Can you repeat verbatim the lines that open with the one containing "Kindly provide the mask of every instance of the sloping" and close with the one containing "M 2 45 L 2 20 L 0 20 L 0 53 L 3 53 L 3 45 Z", including both of those lines?
— Start —
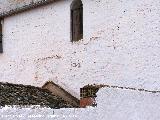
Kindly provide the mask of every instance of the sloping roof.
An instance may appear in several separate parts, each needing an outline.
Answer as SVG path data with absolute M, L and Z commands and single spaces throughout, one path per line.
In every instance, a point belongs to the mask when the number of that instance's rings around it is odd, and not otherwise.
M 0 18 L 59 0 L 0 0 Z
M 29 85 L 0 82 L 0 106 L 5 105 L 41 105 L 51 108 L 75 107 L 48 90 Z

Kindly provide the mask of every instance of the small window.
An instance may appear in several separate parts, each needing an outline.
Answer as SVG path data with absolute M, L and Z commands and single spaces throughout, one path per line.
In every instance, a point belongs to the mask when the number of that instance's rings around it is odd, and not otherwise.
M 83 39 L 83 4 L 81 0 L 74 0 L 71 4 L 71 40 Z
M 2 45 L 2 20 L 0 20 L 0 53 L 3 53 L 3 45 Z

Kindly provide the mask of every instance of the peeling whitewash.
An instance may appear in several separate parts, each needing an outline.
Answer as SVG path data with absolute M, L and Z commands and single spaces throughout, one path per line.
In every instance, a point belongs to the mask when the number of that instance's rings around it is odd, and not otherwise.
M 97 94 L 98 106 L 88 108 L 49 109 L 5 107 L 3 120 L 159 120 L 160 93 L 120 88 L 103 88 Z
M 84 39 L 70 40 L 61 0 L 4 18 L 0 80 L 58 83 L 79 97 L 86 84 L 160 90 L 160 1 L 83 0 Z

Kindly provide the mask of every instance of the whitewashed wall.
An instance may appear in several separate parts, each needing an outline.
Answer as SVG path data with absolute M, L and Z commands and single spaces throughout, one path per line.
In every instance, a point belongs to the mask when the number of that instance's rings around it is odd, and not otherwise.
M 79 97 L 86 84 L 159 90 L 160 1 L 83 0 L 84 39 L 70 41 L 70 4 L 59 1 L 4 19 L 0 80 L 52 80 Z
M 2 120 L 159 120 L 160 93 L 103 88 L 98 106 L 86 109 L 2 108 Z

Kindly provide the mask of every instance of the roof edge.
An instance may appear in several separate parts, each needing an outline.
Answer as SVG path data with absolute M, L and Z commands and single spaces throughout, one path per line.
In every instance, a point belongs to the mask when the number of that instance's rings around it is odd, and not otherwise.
— End —
— Start —
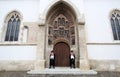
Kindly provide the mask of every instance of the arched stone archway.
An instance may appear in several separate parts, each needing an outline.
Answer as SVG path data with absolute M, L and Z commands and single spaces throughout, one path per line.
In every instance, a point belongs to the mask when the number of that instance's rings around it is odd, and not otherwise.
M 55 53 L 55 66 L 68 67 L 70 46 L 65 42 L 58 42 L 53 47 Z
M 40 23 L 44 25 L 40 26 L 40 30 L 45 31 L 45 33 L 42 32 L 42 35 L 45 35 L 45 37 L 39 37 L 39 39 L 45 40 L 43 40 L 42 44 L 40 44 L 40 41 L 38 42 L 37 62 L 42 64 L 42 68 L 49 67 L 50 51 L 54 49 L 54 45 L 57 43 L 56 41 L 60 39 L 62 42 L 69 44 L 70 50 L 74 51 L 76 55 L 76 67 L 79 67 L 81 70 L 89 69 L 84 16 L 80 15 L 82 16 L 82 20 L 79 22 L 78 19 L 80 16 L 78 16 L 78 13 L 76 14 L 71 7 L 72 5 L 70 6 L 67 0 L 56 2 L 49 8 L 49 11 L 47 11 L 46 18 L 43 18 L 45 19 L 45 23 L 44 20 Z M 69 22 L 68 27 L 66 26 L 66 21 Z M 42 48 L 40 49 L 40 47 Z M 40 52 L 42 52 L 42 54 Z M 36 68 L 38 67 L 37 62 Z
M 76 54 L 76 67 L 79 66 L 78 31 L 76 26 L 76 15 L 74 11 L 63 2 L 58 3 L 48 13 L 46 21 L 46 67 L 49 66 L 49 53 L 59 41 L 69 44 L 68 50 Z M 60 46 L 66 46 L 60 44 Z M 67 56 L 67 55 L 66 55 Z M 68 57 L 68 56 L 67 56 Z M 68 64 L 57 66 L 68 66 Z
— End —
▶ _FINISHED TASK_:
Kindly provide the mask of every instance of the sloping roof.
An instance may appear in several separate parts, each needing an outline.
Answer as SVG path data with absolute M, L and Z commands and single spaces throughout, one path per line.
In every instance, a point belongs to the mask when the number of that instance's rings around it is odd, and not otherwise.
M 0 18 L 59 0 L 0 0 Z
M 29 85 L 0 82 L 0 106 L 5 105 L 41 105 L 51 108 L 75 107 L 48 90 Z

Kindly provide the mask of every instance of the small window.
An instance may appear in several separate parts, each needing an outline.
Answer as SVG path data with absolute M, L and Z commands and single spaces throughout, one path per line.
In every instance, a point belongs to the mask when the number of that instance's rings around it is odd, and not otherwise.
M 83 39 L 83 4 L 81 0 L 74 0 L 71 4 L 71 40 Z
M 2 45 L 2 20 L 0 20 L 0 53 L 3 53 L 3 45 Z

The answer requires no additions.